**TEXTE ÉTUDIÉ:**
☆ ☆ ☆
M. René-Pierre Signé. Vous avez oublié la péréquation !
M. Philippe Marini, rapporteur général de la commission des finances. En seconde partie, nous avons prévu les rendez-vous législatifs de la réforme. Selon l’expression très judicieuse de Jean-Pierre Raffarin, nous entrons dans une période probatoire : nous avons défini une réforme complète, entièrement opérationnelle, ad referendum bien entendu des nouveaux textes à venir. Il faudra réaliser des simulations, pour évaluer en toute transparence les conséquences de la réforme, aussi bien pour les entreprises que pour les collectivités territoriales.
Pour la répartition de la valeur ajoutée, nous avons retenu deux systèmes : l’un pour les communes et intercommunalités – c’est la voie micro-économique –, l’autre pour les départements et les régions – c’est la voie de la péréquation.
Je veux d’ailleurs insister sur ce dernier point. Si les dispositions votées par le Sénat sont appliquées, je pense notamment à la répartition en « quatre-quarts » pour les départements et les régions, on s’apercevra qu’elles sont fortement péréquatrices.
S’agissant de la mise en œuvre de ce nouvel impôt que sera la cotisation sur la valeur ajoutée des entreprises, nous avons opéré une dissociation entre les deux versants : du côté des entreprises, l’assujettissement s’établira selon le barème voulu par le Gouvernement, à savoir à partir d’un seuil de 500 000 euros et avec un taux maximal de 1,5 % ; du côté des collectivités territoriales, le produit fiscal sera la résultante de la somme des valeurs ajoutées de toutes les entreprises du territoire à partir de 150 000 euros de chiffre d’affaires, multiplié par un taux uniforme national de 1,5 %.
☆ ☆ ☆
**DONNÉES FOURNIES:**
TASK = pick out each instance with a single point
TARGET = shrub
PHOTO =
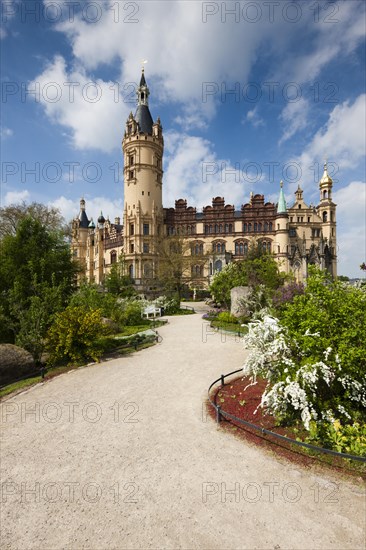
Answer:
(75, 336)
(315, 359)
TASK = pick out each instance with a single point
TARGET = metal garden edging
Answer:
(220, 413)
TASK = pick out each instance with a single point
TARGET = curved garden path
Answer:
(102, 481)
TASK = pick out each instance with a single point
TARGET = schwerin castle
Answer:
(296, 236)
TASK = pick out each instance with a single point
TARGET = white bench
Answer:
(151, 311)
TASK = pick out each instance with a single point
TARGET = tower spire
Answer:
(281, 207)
☆ ☆ ☆
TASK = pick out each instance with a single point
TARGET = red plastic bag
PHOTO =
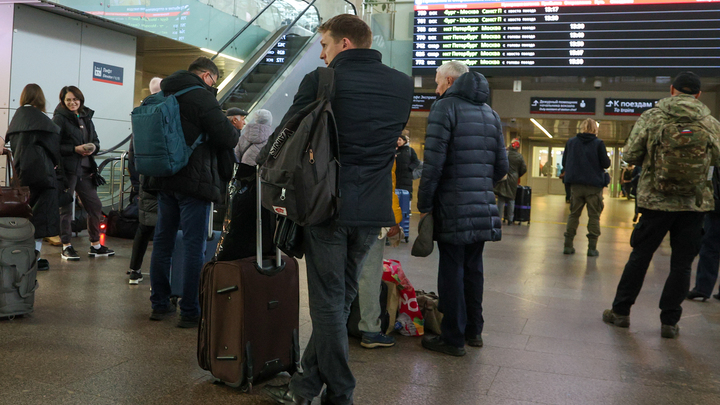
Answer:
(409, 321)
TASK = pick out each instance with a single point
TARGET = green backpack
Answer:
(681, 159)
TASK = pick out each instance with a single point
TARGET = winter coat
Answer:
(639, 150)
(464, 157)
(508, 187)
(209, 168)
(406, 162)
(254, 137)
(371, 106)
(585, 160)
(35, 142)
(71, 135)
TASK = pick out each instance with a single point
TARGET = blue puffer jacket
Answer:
☆ ☆ ☆
**CONSIGNES DE L'EXERCICE:**
1. Extrayez mot pour mot du texte étudié le passage allant de « Je veux d’ailleurs » à « national de 1,5 %. ».
2. Dans le texte étudié, reformulez sous forme de liste le paragraphe qui commence par « S’agissant de la mise en œuvre », en conservant ses faits essentiels.
Les lignes de données ne servent pas pour cet exercice.

**CORRIGÉ:**
1.
Je veux d’ailleurs insister sur ce dernier point. Si les dispositions votées par le Sénat sont appliquées, je pense notamment à la répartition en « quatre-quarts » pour les départements et les régions, on s’apercevra qu’elles sont fortement péréquatrices.
S’agissant de la mise en œuvre de ce nouvel impôt que sera la cotisation sur la valeur ajoutée des entreprises, nous avons opéré une dissociation entre les deux versants : du côté des entreprises, l’assujettissement s’établira selon le barème voulu par le Gouvernement, à savoir à partir d’un seuil de 500 000 euros et avec un taux maximal de 1,5 % ; du côté des collectivités territoriales, le produit fiscal sera la résultante de la somme des valeurs ajoutées de toutes les entreprises du territoire à partir de 150 000 euros de chiffre d’affaires, multiplié par un taux uniforme national de 1,5 %.

2.
- Le nouvel impôt, la cotisation sur la valeur ajoutée des entreprises, est dissocié en deux versants.
- Pour les entreprises, l'assujettissement suit le barème voulu par le Gouvernement, avec un seuil de 500 000 euros et un taux maximal de 1,5 %.
- Pour les collectivités territoriales, le produit fiscal résulte de la somme des valeurs ajoutées de toutes les entreprises du territoire à partir de 150 000 euros de chiffre d'affaires, multipliée par un taux uniforme national de 1,5 %.